Team handel en haven
zaaknummer / rolnummer: C/10/685636 / HA ZA 24-776
Vonnis in incidenten van 8 januari 2025
in de zaak van

1.[eiser 1],

2.
[eiser 2],
gevestigd en wonend in Rotterdam,
eisers in de hoofdzaak en in het 843a Rv incident,
verweerders in het bevoegdheidsincident,
advocaat mr. M.J. Draaisma te Amsterdam,
tegen
STICHTING SINT FRANCISCUS VLIETLAND GROEP,
gevestigd te Rotterdam,
gedaagde in de hoofdzaak,
eiseres in het bevoegdheidsincident,
verweerster in het 843a Rv incident,
advocaat mr. E.J.C. de Jong te Utrecht.
Partijen zullen hierna [eiser 1], [eiser 2] en SFVG genoemd worden. Eisers worden gezamenlijk [eisers] genoemd.

1.De procedure

1.1.
Het verloop van de procedure blijkt uit:
  • de dagvaarding, tevens houdende de incidentele vordering op grond van artikel 843a Rv, van 29 augustus 2024, met producties 1 t/m 35;
  • de conclusie van antwoord in het artikel 843a Rv incident, tevens houdende exceptie van onbevoegdheid, met producties 1 t/m 13;
  • de conclusie van antwoord in het bevoegdheidsincident.
1.2.
Ten slotte is vonnis bepaald in de incidenten.

2.De feiten, voor zover relevant, in het incident

2.1.
MKA-chirurgen Noordrand Rotterdam B.V. (hierna: MKA Noordrand) is een samenwerkingsverband tussen (de holding- en praktijkvennootschappen van) drie kaakchirurgen: [eiser 2] middels [eiser 1], [naam 1] middels [praktijk 1] en [naam 2] [praktijk 2] De kaakchirurgen waren via hun persoonlijke holdings voor gelijke delen aandeelhouder in MKA Noordrand.
2.2.
MKA Noordrand had een samenwerkingsovereenkomst met SFVG vanaf 1 januari 2015. Op basis van de samenwerkingsovereenkomst zijn [eiser 2], [naam 2] en [naam 1] werkzaam geweest als kaakchirurg in het ziekenhuis.
2.3.

### OPDRACHT
Schrijf het vonnis opnieuw uit, beginnend bij "2.De feiten, voor" en eindigend bij "in MKA Noordrand.", en verwissel daarbij "kaakchirurgen" voor "mondchirurgen".

### OPGESLAGEN GEGEVENS
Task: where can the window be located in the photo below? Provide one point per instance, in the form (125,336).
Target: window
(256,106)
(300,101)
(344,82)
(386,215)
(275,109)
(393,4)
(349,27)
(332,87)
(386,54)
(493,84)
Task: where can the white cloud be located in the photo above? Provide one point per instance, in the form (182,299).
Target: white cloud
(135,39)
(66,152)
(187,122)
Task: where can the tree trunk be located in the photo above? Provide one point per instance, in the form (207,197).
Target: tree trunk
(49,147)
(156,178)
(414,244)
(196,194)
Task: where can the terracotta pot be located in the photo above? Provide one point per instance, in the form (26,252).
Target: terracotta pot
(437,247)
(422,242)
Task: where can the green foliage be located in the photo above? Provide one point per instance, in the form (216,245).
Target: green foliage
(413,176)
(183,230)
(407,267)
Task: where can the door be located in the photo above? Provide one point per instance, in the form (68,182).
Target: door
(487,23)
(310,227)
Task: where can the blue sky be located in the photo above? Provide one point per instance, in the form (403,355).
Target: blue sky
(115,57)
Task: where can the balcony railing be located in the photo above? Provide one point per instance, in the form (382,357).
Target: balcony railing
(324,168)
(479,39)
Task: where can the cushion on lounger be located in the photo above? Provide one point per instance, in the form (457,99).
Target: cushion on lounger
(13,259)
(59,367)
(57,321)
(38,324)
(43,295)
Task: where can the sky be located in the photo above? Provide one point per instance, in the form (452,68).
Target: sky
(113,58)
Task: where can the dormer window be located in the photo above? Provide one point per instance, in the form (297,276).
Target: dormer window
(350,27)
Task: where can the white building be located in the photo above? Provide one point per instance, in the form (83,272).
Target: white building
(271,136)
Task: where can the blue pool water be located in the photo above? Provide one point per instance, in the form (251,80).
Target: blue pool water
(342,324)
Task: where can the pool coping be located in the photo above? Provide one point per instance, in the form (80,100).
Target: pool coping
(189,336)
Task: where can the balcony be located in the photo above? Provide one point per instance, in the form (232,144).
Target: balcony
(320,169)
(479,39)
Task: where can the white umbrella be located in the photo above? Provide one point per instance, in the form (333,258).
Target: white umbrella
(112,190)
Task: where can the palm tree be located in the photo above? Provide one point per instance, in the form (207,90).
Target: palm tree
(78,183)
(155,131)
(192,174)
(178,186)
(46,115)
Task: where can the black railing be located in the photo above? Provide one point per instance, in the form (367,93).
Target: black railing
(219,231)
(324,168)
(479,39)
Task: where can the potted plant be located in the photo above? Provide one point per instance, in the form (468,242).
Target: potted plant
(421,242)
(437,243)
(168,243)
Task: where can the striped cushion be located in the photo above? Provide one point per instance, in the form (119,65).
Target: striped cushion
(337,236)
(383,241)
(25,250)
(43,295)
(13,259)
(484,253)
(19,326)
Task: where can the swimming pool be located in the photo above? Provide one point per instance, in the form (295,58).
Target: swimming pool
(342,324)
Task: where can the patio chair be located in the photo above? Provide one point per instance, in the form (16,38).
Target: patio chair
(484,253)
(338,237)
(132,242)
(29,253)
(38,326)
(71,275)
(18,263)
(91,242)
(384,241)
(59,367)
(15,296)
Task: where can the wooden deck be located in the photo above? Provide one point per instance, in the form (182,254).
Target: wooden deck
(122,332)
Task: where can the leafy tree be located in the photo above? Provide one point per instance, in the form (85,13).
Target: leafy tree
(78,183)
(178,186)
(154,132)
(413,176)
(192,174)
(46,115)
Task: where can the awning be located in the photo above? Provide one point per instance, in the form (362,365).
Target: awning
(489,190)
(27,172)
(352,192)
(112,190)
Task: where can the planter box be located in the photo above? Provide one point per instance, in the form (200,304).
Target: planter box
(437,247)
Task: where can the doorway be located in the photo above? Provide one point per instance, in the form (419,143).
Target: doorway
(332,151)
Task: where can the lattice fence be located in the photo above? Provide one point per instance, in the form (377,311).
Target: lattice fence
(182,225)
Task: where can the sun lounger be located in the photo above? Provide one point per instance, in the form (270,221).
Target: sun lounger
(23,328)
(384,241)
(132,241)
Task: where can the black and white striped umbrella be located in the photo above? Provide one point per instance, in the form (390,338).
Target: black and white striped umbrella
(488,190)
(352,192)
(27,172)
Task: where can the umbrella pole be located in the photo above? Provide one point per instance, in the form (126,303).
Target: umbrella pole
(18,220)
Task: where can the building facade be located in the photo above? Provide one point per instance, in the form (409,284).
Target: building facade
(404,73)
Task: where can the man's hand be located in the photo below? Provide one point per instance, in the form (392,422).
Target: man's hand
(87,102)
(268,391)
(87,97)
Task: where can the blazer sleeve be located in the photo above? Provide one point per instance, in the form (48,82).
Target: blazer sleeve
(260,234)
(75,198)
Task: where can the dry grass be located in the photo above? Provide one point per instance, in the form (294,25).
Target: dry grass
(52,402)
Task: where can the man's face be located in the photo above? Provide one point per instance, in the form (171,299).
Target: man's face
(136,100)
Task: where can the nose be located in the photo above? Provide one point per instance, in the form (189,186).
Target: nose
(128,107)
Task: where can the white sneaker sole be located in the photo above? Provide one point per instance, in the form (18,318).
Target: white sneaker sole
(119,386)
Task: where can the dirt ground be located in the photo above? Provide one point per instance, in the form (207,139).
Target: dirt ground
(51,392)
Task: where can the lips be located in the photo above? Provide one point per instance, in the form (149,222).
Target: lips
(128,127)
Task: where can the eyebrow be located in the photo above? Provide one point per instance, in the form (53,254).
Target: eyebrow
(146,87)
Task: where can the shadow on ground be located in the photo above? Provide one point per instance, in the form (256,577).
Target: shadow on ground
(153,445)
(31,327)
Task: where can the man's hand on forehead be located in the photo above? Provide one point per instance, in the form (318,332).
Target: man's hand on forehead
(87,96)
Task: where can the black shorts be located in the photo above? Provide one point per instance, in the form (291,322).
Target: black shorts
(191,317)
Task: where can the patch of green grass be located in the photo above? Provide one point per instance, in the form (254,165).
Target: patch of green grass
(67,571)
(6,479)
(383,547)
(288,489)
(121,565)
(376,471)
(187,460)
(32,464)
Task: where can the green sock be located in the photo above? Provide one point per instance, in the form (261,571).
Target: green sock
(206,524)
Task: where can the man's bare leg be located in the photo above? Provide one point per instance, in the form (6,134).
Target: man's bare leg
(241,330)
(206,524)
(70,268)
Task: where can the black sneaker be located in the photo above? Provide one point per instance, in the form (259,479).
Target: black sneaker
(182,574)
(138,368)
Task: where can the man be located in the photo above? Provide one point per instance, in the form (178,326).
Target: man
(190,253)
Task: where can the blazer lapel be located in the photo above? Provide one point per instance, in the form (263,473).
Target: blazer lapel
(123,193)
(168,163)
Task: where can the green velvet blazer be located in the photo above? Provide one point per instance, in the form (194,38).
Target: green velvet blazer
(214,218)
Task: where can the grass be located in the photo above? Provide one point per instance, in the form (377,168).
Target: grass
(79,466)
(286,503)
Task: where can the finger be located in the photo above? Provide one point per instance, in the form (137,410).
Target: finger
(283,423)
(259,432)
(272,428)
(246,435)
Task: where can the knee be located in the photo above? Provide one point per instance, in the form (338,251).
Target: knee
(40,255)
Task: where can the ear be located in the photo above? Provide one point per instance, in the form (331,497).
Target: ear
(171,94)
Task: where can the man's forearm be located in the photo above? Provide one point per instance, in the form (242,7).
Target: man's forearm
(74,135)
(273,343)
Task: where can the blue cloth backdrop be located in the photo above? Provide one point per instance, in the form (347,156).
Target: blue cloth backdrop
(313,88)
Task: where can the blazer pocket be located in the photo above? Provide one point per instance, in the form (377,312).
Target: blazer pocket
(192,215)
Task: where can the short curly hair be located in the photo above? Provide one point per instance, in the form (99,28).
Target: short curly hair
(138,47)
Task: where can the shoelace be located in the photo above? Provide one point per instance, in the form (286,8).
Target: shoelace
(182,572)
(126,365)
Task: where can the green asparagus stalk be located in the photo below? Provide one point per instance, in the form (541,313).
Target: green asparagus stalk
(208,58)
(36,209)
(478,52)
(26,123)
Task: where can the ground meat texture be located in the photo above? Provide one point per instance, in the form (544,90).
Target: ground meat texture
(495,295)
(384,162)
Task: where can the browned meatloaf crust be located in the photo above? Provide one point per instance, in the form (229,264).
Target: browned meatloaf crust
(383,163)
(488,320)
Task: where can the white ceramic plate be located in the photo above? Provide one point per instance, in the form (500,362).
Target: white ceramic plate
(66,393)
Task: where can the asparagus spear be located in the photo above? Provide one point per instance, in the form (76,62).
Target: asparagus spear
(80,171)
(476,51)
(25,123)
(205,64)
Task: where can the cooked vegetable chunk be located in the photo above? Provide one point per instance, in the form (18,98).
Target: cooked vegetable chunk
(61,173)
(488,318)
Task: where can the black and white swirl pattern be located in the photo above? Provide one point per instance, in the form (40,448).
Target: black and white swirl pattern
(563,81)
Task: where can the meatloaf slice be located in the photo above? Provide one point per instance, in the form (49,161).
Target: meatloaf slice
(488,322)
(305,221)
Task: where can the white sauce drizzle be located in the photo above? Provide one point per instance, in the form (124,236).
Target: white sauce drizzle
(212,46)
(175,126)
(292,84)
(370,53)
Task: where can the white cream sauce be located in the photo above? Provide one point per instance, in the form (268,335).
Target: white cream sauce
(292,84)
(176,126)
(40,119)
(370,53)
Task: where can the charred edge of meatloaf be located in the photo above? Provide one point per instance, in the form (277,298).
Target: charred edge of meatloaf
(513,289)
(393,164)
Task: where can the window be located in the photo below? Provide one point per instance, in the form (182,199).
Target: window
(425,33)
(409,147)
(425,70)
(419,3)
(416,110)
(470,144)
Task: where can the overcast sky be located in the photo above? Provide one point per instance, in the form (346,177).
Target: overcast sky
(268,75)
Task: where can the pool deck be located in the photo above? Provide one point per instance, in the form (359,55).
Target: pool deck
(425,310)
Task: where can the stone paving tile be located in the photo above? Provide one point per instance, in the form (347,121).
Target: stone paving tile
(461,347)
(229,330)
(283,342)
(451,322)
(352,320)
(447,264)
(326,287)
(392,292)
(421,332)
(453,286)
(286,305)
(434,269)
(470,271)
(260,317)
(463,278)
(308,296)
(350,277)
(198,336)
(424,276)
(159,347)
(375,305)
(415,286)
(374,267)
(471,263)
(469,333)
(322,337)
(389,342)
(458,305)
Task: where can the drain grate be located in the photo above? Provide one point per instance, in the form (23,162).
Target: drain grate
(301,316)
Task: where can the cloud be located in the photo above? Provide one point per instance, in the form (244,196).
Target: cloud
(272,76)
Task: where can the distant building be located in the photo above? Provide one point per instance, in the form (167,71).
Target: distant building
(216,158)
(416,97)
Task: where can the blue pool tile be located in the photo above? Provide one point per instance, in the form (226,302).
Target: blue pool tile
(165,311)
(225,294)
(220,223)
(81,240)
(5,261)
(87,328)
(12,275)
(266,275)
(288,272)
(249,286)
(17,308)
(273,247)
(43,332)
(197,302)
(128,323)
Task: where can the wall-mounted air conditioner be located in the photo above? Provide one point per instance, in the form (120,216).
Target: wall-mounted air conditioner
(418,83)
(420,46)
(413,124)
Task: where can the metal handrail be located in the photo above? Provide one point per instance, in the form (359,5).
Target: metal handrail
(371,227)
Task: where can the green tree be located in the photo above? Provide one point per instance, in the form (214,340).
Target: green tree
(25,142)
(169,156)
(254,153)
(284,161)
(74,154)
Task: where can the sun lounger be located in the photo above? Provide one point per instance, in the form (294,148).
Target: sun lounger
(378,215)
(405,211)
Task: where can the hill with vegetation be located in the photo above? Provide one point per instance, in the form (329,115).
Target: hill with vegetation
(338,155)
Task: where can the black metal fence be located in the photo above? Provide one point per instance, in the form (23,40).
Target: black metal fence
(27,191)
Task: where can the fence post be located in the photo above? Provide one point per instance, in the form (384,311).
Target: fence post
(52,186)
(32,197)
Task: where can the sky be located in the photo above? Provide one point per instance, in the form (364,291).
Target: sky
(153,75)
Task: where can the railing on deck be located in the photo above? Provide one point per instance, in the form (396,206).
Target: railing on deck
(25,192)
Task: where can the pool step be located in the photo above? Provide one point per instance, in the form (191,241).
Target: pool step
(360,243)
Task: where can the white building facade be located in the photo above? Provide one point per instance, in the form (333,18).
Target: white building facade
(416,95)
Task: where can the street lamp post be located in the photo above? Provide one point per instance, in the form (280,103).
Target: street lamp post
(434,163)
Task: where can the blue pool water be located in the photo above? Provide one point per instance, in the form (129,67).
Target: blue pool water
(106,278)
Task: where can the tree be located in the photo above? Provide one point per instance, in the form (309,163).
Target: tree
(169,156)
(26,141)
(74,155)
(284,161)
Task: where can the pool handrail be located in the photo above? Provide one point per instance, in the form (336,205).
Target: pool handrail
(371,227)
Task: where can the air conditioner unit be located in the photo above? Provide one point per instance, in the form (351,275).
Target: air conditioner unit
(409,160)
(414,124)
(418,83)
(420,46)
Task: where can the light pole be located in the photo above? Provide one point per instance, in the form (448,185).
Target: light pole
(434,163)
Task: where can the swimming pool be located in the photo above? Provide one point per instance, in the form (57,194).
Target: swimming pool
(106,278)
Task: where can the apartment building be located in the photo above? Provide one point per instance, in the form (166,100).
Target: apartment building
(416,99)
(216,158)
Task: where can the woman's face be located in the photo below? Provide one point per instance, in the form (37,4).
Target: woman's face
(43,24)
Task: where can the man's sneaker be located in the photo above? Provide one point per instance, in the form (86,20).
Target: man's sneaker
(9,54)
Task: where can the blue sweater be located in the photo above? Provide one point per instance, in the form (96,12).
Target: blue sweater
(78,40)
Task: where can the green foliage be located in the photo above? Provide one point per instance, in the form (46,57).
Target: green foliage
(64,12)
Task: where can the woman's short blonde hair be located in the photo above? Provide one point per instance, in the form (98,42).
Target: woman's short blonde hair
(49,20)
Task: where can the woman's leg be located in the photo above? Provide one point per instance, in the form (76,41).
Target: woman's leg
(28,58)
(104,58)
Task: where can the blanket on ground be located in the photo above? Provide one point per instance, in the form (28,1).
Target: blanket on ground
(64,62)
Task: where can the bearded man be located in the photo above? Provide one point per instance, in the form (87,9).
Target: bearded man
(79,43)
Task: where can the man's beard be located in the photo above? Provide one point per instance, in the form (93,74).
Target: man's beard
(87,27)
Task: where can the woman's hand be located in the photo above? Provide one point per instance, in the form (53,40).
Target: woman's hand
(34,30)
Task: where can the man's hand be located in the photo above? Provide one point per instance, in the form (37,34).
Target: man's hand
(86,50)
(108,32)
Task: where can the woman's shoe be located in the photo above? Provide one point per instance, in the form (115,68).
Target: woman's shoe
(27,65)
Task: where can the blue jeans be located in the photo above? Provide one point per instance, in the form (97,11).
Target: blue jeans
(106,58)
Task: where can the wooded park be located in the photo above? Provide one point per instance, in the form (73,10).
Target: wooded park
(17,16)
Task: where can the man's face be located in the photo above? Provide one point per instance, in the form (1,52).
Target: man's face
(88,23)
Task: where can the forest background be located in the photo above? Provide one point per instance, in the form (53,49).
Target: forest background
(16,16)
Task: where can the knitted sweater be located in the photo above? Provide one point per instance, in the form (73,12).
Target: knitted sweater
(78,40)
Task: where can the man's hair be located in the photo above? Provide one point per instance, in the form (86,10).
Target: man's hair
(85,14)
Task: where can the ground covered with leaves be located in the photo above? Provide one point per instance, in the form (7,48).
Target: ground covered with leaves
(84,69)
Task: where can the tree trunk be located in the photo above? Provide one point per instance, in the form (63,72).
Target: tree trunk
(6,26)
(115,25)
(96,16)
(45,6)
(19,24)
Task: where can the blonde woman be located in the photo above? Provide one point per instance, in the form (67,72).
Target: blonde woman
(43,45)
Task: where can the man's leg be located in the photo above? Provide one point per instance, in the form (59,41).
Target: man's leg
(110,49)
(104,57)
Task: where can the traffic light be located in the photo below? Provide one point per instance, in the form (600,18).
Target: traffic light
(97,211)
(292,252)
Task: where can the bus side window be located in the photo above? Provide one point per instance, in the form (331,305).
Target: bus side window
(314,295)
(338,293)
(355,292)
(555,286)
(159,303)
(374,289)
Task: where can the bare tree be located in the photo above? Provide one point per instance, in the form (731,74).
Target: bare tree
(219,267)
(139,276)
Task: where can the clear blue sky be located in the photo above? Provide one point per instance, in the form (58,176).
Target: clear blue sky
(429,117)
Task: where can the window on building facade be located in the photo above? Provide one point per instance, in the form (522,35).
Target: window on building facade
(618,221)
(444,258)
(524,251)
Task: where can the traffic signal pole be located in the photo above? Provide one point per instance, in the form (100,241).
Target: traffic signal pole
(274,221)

### OPLOSSING
2.De feiten, voor zover relevant, in het incident

2.1.
MKA-chirurgen Noordrand Rotterdam B.V. (hierna: MKA Noordrand) is een samenwerkingsverband tussen (de holding- en praktijkvennootschappen van) drie mondchirurgen: [eiser 2] middels [eiser 1], [naam 1] middels [praktijk 1] en [naam 2] [praktijk 2] De mondchirurgen waren via hun persoonlijke holdings voor gelijke delen aandeelhouder in MKA Noordrand.